** Excerpts of pointing data **

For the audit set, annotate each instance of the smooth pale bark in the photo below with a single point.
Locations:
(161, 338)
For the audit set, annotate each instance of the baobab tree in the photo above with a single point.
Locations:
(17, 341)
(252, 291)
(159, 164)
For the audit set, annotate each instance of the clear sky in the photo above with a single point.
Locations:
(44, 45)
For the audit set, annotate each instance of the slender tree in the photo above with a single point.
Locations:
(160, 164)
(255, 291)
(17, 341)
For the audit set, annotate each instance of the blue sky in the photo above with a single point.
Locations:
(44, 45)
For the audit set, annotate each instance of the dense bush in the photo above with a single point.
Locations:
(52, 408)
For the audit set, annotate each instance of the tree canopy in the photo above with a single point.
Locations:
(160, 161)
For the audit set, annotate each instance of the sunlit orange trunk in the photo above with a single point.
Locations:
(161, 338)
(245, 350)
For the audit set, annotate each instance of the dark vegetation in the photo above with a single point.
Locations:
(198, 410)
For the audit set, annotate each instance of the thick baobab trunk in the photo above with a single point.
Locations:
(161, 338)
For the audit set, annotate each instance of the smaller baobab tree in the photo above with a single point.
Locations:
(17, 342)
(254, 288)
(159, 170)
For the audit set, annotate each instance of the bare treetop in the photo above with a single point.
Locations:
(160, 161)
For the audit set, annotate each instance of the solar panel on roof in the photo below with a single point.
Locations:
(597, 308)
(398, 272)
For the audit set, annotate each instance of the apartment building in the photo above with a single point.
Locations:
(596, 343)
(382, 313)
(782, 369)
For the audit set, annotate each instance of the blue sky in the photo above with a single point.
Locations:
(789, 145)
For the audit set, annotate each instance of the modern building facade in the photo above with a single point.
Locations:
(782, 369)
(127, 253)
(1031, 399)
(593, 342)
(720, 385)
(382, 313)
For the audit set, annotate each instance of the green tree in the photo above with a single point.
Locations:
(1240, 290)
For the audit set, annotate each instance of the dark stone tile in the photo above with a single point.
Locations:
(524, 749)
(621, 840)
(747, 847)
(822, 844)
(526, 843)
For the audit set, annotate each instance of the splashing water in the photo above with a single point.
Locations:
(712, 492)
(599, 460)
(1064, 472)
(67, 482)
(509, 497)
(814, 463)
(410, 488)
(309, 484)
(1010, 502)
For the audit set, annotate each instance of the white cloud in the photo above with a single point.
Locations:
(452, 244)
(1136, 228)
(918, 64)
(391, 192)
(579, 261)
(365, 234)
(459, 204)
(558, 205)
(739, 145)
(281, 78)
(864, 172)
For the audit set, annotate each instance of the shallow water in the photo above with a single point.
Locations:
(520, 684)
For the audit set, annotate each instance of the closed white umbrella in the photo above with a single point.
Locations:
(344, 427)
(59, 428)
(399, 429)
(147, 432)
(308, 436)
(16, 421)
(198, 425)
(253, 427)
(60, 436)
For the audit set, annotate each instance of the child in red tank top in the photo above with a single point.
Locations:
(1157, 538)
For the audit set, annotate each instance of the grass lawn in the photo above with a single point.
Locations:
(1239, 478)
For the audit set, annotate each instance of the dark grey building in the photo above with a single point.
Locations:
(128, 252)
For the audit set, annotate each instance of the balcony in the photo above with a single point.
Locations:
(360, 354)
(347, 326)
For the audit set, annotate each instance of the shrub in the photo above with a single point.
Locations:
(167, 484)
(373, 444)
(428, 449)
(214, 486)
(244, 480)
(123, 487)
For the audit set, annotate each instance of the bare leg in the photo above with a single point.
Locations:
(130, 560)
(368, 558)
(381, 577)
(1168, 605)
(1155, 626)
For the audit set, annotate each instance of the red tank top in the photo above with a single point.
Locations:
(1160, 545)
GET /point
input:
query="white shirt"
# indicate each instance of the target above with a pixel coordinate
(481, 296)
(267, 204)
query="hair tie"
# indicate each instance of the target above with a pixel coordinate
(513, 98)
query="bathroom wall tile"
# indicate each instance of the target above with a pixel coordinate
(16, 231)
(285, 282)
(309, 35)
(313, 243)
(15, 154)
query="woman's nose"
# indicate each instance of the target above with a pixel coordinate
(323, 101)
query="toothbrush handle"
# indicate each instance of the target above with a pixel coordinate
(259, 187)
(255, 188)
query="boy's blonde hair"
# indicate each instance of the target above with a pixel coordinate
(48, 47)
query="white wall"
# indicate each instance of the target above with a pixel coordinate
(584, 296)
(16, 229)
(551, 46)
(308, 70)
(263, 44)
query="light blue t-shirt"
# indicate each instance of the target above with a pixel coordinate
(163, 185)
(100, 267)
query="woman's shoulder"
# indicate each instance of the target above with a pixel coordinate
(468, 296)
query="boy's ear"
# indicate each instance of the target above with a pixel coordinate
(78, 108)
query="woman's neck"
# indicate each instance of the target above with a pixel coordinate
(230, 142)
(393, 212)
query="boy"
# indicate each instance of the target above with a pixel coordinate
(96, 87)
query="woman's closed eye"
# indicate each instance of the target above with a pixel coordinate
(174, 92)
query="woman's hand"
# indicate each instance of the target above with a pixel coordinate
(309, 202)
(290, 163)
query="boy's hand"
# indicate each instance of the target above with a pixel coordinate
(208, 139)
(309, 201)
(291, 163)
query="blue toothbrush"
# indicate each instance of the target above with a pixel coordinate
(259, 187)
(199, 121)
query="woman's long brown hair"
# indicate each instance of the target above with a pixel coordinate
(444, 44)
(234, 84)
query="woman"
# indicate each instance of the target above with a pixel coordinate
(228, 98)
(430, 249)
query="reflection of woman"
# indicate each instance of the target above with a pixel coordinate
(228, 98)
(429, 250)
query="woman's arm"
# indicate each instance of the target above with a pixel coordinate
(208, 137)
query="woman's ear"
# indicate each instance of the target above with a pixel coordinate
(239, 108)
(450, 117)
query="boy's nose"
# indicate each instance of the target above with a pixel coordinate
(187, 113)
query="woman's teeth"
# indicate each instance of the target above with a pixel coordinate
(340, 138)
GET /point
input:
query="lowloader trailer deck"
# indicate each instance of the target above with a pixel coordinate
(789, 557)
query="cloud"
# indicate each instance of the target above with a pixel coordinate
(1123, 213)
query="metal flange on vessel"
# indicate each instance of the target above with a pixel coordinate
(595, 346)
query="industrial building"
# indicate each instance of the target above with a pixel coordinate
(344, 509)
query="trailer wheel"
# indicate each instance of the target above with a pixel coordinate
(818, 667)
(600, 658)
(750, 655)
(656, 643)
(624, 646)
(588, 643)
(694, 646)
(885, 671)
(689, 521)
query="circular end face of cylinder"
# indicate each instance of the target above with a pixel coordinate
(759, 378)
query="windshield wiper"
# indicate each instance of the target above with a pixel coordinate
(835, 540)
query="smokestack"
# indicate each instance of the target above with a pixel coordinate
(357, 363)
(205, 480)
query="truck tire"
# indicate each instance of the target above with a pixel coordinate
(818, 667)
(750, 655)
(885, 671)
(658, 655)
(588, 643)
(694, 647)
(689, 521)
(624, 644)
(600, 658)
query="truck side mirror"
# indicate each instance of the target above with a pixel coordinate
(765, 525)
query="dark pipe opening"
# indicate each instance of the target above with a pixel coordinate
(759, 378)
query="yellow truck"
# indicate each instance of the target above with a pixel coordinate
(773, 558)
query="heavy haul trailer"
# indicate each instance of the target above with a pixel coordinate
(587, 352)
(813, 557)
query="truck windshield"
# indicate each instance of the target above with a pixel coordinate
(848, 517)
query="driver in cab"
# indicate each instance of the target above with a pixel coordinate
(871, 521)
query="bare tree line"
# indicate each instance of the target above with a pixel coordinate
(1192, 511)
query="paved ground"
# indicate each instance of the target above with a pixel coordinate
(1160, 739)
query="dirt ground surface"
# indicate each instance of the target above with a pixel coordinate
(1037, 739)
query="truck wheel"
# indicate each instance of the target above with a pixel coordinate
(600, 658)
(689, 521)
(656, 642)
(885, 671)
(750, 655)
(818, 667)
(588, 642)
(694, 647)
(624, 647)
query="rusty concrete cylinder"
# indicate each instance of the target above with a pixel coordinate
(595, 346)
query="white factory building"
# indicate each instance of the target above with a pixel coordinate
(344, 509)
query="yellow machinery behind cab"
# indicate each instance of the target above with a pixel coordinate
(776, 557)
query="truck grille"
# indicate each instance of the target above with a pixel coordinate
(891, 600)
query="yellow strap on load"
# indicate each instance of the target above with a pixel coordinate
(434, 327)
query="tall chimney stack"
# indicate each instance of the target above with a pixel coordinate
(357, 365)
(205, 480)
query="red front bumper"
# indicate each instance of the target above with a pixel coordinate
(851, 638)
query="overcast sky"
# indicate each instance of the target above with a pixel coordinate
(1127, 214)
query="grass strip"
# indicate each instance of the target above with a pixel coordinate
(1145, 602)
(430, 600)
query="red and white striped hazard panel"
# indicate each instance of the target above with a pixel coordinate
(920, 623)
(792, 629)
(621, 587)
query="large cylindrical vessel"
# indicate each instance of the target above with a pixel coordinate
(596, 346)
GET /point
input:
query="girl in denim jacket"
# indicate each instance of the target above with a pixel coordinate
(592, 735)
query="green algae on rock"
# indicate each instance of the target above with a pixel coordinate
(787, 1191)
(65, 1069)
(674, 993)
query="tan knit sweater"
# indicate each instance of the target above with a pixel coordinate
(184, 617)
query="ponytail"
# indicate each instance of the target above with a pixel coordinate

** Written instruction **
Output the line containing "and white striped" and all lines after it to the end of the records, exactly as given.

** Written reply **
query="red and white striped hazard panel"
# indicate each instance of the target above with a pixel coordinate
(920, 623)
(792, 629)
(621, 587)
query="large cylindrical vessel"
# indicate each instance of the target above with a pixel coordinate
(596, 346)
GET /point
input:
query="girl in denim jacket"
# indicate each instance of the target above with a pixel coordinate
(592, 735)
query="green algae on rock"
# indicate each instance of the target above with a pixel coordinate
(787, 1191)
(65, 1069)
(674, 993)
query="tan knit sweater"
# indicate each instance of the target above with a pixel coordinate
(184, 617)
query="ponytail"
# indicate each instance of the target above with a pixel coordinate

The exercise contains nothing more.